Estrazione a freddo: importantissima per la qualità dell'olio
Cosa significa “estrazione a freddo”?
Estrazione a freddo vuol dire che la temperatura, durante il processo di spremitura delle olive e di gramolatura della pasta, non deve superare i 27° centigradi. Al di sopra di questa soglia decresce la qualità dell’olio. Aumentando la temperatura si facilita l’estrazione, ma si compromettono alcune caratteristiche importanti e ciò incide sul profilo organolettico dell’olio. Emergono le note dolci e si perdono il fruttato e le sensazioni vegetali.
Esiste la “prima spremitura”?
La “spremitura a freddo” è un metodo meccanico per estrarre oli vegetali senza trattamenti chimici. Secondo le direttive dell’Unione europea la dicitura “estrazione a freddo” può essere indicata in etichetta se la lavorazione con l’impianto continuo (cioè estrazione tramite centrifuga) è fatta a non più di 27°; “Spremitura a freddo” se l’estrazione avviene con sistemi tradizionali, cioè con le presse e fiscoli.
C’è anche la “seconda spremitura?
“Olio di prima spremitura” è un anacronismo, una espressione senza significato. La seconda spremitura si faceva quando ancora non esistevano le presse idrauliche, ma si contava sulla forza degli animali o delle braccia dell’uomo. Allora, per estrarre tutto l’olio, si faceva probabilmente due o anche tre pressature. In quel caso “prima spremitura” stava a indicare l’olio di migliore qualità. Oggi per estrarre olio dalla sansa si usano i solventi e si ricava olio di sansa.
Cos’è la raffinazione ?

···

# Compiti
A. Indica se ciascuna affermazione concorda con il testo sull'estrazione a freddo, rispondendo sì o no e citando le parole del testo che lo stabiliscono. (i) Oltre i 27 gradi la qualità dell'olio diminuisce. (ii) La dicitura "spremitura a freddo" si usa quando l'olio viene estratto con la centrifuga. (iii) Oggi l'olio di sansa si ottiene con l'uso di solventi.
B. Scrivi il seguito del testo sull'estrazione a freddo, partendo dopo la sua ultima riga.
Il materiale non ha alcun legame con il testo sull'estrazione a freddo.

# Dati archiviati
···

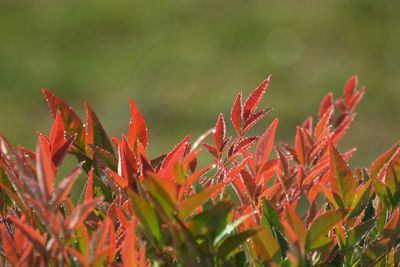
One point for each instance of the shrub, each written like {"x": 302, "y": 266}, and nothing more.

···

# Risultati degli esercizi
A.
(i) Sì: "Al di sopra di questa soglia decresce la qualità dell’olio."
(ii) No: "“Spremitura a freddo” se l’estrazione avviene con sistemi tradizionali, cioè con le presse e fiscoli."
(iii) Sì: "Oggi per estrarre olio dalla sansa si usano i solventi e si ricava olio di sansa."

B.
Gli oli che non sono extravergine o vergine (perché hanno un’acidità superiore al 2 % o hanno difetti organolettici rilevanti) si chiamano lampanti e possono essere utilizzati per l’alimentazione solo dopo un processo industriale (Raffinazione o rettifica) che ne corregga i difetti. Prima di tutto l’olio è trattato con una soluzione di soda che riduce praticamente a zero l’acidità. L’acidità (cioè gli acidi grassi liberi) con la soda si trasforma in saponi. L’olio è poi “lavato” con l’acqua che scioglie i saponi allontanandoli dall’olio. L’olio è così neutralizzato o deacidificato. Con la decolorazione le sostanze ossidate presenti in un olio “lampante” sono eliminate con “carboni vegetali” attivati o terre decoloranti. Alla fine di questa seconda fase l’olio ha un colore giallo paglierino molto tenue, simile al colore degli oli di semi. Infine con la deodorazione l’olio è riscaldato a oltre 200°C. Ciò elimina qualsiasi odore sgradevole. Alla fine di questa fase l’olio “rettificato” è praticamente inodore e ha un lieve gradevole sapore di mandorla. Scopri come noi produciamo il nostro olio extravergine di oliva biologico.
Estrazione con i solventi
La sansa vergine, ovvero il residuo secco che rimane delle olive molite, contiene ancora minime quantità di olio. Per poterlo recuperare la sansa è mandata nei sansifici dove subisce un processo di essiccazione. Successivamente è mescolata con un solvente (l’esano) che scioglie tutto l’olio che resta. A questo punto la parte solida è separata dal solvente che, contenendo olio, è definito esanolio. Il solvente è poi separato per distillazione e abbiamo così l’olio di sansa grezzo che ha alta acidità, un sapore sgradevole e contiene tutte le sostanze ossidate che si erano formate durante lo stoccaggio della sansa. Per diventare commestibile deve essere sottoposto al processo di raffinazione. Si ricaverà olio raffinato di sansa che è un prodotto debolmente colorato, inodore, insapore.